▶ [SUPPLIED DATA]:
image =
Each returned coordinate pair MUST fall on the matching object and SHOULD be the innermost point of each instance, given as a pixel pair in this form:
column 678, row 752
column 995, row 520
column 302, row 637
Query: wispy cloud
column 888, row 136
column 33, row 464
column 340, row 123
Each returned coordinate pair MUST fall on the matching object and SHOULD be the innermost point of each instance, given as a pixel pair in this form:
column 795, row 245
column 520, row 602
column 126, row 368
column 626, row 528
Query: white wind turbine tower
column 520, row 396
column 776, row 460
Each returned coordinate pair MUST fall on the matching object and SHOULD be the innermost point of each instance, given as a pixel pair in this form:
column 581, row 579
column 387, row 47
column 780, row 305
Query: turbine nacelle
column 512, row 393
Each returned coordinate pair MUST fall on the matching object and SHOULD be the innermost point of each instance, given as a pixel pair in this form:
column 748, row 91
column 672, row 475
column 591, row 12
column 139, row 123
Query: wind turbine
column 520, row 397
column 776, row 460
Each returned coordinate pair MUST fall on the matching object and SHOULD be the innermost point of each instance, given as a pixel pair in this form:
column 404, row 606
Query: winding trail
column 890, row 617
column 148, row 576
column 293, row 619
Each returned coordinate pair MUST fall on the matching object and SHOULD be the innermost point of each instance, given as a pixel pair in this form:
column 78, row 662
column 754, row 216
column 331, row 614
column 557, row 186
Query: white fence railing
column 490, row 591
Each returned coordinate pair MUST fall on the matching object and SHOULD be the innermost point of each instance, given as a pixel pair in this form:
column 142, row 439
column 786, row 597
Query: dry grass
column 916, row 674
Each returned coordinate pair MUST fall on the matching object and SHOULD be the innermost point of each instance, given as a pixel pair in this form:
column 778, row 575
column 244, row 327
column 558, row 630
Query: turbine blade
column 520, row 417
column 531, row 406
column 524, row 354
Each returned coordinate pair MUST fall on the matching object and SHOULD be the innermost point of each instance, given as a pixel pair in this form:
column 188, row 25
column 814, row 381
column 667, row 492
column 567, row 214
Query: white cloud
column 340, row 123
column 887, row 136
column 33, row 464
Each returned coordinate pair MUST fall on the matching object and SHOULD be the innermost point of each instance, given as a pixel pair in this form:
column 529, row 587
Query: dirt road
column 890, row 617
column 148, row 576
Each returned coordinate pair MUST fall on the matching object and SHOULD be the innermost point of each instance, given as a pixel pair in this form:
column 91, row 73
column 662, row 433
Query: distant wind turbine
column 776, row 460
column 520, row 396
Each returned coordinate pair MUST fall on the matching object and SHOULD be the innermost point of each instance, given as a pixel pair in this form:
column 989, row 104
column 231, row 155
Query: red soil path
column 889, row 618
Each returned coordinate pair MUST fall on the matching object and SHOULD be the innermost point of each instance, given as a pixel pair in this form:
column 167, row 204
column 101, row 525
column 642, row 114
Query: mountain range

▶ [OBJECTIVE]:
Copy out each line of the data above that contains the word "white".

▶ [EXERCISE RESPONSE]:
Query: white wind turbine tower
Query: white fence railing
Query: white cloud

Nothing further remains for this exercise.